Directions for this task:
Count the lines in the records below that include the word "tile". Reply with the number alone.

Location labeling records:

● ● ● ● ●

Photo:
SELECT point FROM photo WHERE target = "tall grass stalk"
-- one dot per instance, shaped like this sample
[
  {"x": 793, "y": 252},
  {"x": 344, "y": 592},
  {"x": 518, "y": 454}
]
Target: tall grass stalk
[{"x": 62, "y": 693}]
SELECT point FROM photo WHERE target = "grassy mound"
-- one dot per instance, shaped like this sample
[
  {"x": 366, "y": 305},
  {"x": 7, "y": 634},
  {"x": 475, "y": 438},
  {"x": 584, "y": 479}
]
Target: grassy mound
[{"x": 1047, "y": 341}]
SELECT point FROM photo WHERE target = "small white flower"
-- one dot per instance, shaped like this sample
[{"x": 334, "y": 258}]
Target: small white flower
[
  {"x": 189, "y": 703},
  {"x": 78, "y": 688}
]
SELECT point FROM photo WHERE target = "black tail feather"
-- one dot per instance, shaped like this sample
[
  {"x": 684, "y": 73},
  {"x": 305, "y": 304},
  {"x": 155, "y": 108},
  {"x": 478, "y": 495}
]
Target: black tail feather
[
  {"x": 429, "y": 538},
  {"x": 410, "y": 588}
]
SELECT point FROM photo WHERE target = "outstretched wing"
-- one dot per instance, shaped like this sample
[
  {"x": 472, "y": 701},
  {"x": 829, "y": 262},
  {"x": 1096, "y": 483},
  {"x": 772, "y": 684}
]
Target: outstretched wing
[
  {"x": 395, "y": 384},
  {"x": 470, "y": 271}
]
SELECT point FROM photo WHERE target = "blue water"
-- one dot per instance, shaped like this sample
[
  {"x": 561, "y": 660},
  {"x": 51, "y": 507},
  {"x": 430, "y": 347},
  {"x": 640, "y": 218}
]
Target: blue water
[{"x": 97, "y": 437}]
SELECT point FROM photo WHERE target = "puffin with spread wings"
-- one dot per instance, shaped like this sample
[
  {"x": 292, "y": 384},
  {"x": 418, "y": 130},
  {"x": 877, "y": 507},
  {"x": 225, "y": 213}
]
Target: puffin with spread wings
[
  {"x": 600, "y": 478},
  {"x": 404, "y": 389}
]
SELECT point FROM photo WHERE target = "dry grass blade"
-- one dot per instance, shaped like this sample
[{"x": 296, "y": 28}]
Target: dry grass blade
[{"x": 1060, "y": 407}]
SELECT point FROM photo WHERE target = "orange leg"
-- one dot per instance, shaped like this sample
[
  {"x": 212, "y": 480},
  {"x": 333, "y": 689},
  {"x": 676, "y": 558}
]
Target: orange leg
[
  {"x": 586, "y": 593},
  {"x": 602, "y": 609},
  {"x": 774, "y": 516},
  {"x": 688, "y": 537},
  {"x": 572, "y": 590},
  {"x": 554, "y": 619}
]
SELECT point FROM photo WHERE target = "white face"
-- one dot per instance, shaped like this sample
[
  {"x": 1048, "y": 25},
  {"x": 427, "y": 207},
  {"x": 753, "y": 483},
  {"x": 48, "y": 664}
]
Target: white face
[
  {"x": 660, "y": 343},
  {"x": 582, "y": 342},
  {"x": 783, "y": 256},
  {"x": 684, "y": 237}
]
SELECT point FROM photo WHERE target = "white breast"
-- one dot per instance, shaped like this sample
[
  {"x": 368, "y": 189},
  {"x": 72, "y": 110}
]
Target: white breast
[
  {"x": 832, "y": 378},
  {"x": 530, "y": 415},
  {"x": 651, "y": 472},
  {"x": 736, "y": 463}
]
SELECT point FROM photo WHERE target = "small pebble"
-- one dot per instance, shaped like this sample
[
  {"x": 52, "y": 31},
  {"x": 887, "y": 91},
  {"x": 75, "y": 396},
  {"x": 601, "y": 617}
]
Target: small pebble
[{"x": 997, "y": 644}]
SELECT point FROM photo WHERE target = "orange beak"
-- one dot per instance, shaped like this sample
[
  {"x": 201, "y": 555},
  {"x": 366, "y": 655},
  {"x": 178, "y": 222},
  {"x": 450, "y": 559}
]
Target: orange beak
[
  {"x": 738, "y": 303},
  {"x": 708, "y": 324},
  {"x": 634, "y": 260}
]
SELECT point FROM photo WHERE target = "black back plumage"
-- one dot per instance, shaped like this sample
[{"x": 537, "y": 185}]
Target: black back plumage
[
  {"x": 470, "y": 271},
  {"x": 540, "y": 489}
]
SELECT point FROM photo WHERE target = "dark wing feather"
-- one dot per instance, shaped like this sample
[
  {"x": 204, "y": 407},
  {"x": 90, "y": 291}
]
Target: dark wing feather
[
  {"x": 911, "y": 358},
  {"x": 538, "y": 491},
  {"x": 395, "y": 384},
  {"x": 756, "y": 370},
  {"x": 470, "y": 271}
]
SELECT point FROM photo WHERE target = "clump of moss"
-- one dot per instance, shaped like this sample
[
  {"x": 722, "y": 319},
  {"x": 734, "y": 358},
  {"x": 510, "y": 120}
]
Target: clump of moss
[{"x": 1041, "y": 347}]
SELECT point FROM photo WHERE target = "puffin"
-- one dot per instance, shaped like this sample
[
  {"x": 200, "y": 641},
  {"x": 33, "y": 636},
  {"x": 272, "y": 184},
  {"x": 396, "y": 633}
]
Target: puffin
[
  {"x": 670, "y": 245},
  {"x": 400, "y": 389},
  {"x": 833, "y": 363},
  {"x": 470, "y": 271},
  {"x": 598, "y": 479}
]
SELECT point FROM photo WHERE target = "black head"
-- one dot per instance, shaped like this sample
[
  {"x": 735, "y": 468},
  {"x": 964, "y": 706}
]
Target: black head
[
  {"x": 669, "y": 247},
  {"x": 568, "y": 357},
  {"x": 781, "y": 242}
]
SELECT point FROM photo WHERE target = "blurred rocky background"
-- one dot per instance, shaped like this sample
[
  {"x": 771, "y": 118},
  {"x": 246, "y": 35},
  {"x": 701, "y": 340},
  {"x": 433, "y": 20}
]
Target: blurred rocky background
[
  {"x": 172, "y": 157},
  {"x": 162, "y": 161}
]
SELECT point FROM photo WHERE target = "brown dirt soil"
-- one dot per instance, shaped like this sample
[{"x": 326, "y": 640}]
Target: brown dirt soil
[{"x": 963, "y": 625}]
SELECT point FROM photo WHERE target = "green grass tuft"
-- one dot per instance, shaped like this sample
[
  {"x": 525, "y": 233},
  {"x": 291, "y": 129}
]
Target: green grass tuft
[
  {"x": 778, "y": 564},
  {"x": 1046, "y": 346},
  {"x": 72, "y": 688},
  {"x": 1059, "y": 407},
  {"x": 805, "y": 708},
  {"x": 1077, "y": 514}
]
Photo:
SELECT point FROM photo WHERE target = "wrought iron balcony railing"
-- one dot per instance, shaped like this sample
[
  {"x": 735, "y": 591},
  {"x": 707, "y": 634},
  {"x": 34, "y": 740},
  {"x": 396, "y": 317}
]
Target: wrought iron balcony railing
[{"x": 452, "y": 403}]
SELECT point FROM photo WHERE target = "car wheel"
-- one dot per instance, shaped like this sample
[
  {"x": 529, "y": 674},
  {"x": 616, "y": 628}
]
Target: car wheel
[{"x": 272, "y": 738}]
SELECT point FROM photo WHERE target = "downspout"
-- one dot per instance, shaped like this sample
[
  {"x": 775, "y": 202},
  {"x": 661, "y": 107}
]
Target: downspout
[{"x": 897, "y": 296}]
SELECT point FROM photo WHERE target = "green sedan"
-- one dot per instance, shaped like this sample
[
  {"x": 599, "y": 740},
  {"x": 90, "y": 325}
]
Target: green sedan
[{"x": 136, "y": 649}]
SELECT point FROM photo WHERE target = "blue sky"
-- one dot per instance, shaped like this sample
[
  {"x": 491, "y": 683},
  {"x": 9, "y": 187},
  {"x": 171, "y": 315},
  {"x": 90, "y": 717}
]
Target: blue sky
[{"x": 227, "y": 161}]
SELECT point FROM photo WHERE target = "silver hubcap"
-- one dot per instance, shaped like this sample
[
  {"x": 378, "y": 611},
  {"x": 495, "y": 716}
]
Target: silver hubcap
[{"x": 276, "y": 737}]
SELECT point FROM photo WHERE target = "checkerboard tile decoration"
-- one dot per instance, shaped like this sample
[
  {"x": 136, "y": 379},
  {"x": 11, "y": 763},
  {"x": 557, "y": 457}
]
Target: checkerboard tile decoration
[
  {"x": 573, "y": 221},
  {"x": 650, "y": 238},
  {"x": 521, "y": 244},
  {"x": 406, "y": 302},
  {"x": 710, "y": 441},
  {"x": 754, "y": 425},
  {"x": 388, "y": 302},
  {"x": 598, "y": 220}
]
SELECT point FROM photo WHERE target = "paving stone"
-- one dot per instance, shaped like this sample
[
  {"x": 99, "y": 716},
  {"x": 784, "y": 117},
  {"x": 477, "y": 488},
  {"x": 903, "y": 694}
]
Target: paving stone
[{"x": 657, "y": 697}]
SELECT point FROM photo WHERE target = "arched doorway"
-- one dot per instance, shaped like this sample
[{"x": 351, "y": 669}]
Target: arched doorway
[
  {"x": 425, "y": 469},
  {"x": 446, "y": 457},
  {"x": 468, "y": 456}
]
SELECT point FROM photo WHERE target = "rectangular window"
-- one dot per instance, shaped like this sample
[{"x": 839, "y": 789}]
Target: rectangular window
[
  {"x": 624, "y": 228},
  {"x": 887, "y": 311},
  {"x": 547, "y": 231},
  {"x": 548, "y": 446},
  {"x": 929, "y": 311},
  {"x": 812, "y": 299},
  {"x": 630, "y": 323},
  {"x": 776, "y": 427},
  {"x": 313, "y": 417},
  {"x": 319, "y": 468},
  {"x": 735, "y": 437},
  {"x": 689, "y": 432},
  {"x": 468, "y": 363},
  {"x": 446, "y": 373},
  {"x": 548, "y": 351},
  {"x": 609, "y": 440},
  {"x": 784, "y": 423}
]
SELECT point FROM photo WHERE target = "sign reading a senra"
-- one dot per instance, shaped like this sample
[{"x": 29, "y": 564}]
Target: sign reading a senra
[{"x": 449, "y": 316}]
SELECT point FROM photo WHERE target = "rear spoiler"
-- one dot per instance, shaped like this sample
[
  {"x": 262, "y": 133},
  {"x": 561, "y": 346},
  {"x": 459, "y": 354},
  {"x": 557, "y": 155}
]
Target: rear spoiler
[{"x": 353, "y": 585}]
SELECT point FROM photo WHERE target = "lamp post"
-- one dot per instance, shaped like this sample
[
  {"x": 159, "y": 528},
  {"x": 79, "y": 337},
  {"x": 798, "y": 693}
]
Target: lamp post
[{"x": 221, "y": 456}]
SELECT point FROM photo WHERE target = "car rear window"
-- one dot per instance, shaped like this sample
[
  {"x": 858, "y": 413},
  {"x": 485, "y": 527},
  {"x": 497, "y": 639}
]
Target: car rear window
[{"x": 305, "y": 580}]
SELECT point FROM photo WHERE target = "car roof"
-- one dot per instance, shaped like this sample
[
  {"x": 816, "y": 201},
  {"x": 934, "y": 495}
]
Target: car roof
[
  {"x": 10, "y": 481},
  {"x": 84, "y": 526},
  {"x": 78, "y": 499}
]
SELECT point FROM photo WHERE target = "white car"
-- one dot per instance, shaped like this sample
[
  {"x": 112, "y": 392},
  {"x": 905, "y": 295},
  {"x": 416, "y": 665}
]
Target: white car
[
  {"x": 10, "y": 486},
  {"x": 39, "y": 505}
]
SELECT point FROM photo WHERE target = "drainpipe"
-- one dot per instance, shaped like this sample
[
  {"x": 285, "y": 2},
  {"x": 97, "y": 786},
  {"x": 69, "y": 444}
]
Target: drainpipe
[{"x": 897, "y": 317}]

● ● ● ● ●

Written answer:
2